■ **WORK TO BE COMPLETED**
Print the lines below without changing a single character.

(Dataset excerpt)
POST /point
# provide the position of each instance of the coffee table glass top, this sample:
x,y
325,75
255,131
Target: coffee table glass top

■ **THE ANSWER**
POST /point
# provide the position of each instance of the coffee table glass top, this sample:
x,y
325,75
255,131
Target: coffee table glass top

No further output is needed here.